Collected data entries
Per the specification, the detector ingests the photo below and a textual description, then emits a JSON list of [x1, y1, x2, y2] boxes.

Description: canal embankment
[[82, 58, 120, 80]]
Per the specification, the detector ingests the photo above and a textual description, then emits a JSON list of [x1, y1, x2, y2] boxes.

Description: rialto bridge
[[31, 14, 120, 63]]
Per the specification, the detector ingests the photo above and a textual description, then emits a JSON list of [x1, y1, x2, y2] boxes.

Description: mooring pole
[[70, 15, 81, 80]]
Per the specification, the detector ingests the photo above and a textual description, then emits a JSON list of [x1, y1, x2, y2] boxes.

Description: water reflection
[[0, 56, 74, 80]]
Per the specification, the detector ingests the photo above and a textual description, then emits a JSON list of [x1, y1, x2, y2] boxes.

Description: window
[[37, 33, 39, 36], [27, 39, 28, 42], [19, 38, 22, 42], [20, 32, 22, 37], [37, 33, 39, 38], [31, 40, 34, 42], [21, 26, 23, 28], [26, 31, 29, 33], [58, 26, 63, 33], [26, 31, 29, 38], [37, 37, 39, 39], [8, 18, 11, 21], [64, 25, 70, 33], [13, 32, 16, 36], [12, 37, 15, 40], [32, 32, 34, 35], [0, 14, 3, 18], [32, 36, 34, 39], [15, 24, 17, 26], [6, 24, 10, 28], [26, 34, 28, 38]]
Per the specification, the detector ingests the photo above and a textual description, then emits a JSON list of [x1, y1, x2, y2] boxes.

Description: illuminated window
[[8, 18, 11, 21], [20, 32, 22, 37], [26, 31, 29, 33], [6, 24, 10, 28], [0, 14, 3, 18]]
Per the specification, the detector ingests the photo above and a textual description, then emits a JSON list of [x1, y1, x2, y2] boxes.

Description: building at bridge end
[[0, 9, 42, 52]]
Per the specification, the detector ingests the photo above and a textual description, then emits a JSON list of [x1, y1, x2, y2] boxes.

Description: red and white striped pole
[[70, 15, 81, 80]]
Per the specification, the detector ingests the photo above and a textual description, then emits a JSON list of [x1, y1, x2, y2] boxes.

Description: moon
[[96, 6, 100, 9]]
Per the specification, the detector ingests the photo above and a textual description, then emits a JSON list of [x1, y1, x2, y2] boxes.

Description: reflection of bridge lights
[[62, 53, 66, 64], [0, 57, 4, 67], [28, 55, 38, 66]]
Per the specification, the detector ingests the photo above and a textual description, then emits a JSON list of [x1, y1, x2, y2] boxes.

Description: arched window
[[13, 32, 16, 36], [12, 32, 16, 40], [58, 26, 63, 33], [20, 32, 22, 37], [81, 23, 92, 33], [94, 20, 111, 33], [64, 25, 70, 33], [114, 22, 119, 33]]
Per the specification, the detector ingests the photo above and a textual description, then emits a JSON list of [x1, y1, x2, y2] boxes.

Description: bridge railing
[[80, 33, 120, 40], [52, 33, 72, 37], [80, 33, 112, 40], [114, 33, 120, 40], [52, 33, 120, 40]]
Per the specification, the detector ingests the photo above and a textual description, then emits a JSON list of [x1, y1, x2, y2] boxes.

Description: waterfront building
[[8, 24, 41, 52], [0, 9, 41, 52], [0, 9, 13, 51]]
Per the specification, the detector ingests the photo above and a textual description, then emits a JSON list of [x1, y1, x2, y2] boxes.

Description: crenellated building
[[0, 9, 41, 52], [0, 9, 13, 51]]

● What is needed
Every line of the data is to be retyped without alteration.

● Your solution
Per the specification, the detector ingests the photo below and a textual description, then emits a JSON list of [x1, y1, x2, y2] boxes.

Description: canal embankment
[[82, 58, 120, 80]]
Per the specification, the detector ingests the photo above and a textual description, then emits a JSON list of [x1, y1, x2, y2] boxes.

Description: rialto bridge
[[31, 14, 120, 63]]
Per the specification, the detector ingests the photo above and a textual description, then emits a JSON list of [x1, y1, x2, y2] boxes.

Description: mooring pole
[[70, 15, 81, 80]]
Per the specification, the detector ingests the photo above and a textual description, then emits a JSON list of [x1, y1, x2, y2] boxes.

Description: water reflection
[[0, 56, 74, 80]]
Per the specification, the detector ingests the photo above and a textual description, then emits a JSON list of [x1, y1, x2, y2] boxes.

Description: window
[[37, 33, 39, 36], [27, 39, 28, 42], [19, 38, 22, 42], [20, 32, 22, 37], [37, 33, 39, 38], [31, 40, 34, 42], [21, 26, 23, 28], [26, 31, 29, 33], [58, 26, 63, 33], [26, 31, 29, 38], [37, 37, 39, 39], [8, 18, 11, 21], [64, 25, 70, 33], [13, 32, 16, 36], [12, 37, 15, 40], [32, 32, 34, 35], [0, 14, 3, 18], [32, 36, 34, 39], [15, 24, 17, 26], [6, 24, 10, 28], [26, 34, 28, 38]]
Per the specification, the detector ingests the photo above and a textual description, then emits a JSON list of [x1, y1, x2, y2] boxes.

Description: illuminated window
[[8, 18, 11, 21], [20, 32, 22, 37], [26, 31, 29, 33], [6, 24, 10, 28], [0, 14, 3, 18]]
Per the specification, the detector ingests the photo above and a textual description, then emits a JSON list of [x1, y1, x2, y2] boxes.

Description: building at bridge end
[[0, 9, 42, 52]]
Per the specification, the detector ingests the photo above and a textual description, then emits a JSON list of [x1, y1, x2, y2] boxes.

Description: red and white striped pole
[[70, 15, 81, 80]]
Per the specification, the detector ingests the photo above and a textual description, then emits a JSON list of [x1, y1, x2, y2] boxes.

Description: moon
[[96, 6, 100, 9]]
Per the specification, the detector ingests the photo above and a textual description, then emits a JSON list of [x1, y1, x2, y2] boxes.

Description: reflection of bridge lights
[[62, 53, 66, 64], [0, 57, 4, 67], [28, 55, 38, 66]]
Per the specification, the detector ingests the photo above and a textual description, then emits a JSON list of [x1, y1, x2, y2] boxes.

Description: arched window
[[13, 32, 16, 36], [12, 32, 16, 40], [58, 26, 63, 33], [20, 32, 22, 37], [81, 23, 92, 33], [94, 20, 111, 33], [64, 25, 70, 33], [114, 22, 119, 33]]
Per the specification, the detector ingests the photo above and a textual description, then emits a JSON list of [x1, y1, x2, y2] boxes.

Description: bridge railing
[[80, 33, 120, 40], [52, 33, 72, 37], [80, 33, 112, 40], [114, 33, 120, 40], [52, 33, 120, 40]]
Per the specification, the detector ingests the photo above and a textual description, then emits a JSON list of [x1, y1, x2, y2] boxes.

Description: waterfront building
[[8, 24, 41, 52], [0, 9, 41, 52], [0, 9, 13, 51]]
Per the specification, the detector ingests the photo above and a textual description, then emits a JSON list of [x1, y1, x2, y2] boxes.

Description: crenellated building
[[0, 9, 41, 52], [0, 9, 13, 51]]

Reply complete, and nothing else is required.